(What is required): Output every line of the material below as a JSON list of strings, with one string per line and blank lines omitted.

·····

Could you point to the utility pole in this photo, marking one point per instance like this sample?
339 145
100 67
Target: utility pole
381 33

·····

(Exercise solution):
[
  "Could you point to the utility pole in this photo, marking one point per instance like this sample?",
  "339 145",
  "100 67",
  "Target: utility pole",
  "381 33"
]